--- Document section ---
But never tested it.

I believe that this is specific for creating tokens for third party apps, whereas I’m looking to use bubble’s native Bearer token for the bubble API. E.g. How to authenticate - Bubble Docs

you don’t use a user’s password in the sense you’re thinking of. and the code has to run in an api workflow (on the server) which is secure. For you to be able to retrieve the token. So, you’ll setup your sign the user up or log in workflow on a backend workflow, and then hit the endpoint with it setup in the api connector which is also on the server. so.

I’ve followed the manual (As a User - Bubble Docs), where yes there’s a backend API workflow (called “generate-api-token”), and it’s the user’s username and password that’s send (via GET request) to the server. The issue here is that sending passwords as a string is not secure. You wouldn’t put a password in an API call because then any dev can go into the server logs and read the user’s password.

The question here is, once the user authenticates securely and logs in to the front end, is there any way to use that authenticated login to show the user a token on the front end? This is how OpenAI does this, where you log in and then can generate a token by clicking a button as a logged-in user.

Yes there is. And it appears you’re just ill informed. You can set the backend workflow to be a POST (and you should) since any and ALL POST requests are always sent to server, and secure. https hosted sites secure data transmittals by encrypting them. So even if a password is exposed like let’s say, in the dom, it still wouldn’t be visible to an eavesdropper, unless they had direct access to the computer sending the info, which is highly unlikely. So again, create a backend workflow that logs a user in with a POST req, create an api call to it with the api connector to log the user in and get the bearer token on your front end code instead of the regular Sign a user up action.
--- Data under study ---
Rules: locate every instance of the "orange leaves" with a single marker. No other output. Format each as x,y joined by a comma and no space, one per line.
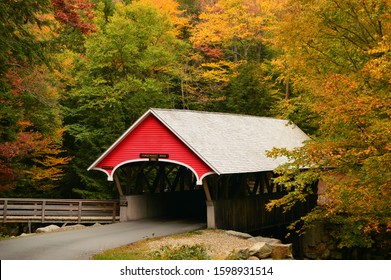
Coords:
31,156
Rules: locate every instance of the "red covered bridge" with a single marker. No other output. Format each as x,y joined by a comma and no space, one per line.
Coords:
171,161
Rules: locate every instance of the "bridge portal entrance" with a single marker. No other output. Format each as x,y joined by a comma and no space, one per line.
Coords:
151,189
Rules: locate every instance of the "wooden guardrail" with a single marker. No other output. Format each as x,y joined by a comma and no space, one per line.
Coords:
---
**Task objective**:
Translate this sentence from the discussion of Bubble API tokens into Spanish: "The issue here is that sending passwords as a string is not secure." The listing is not needed for this work.

**Expected answer**:
El problema aquí es que enviar contraseñas como una cadena no es seguro.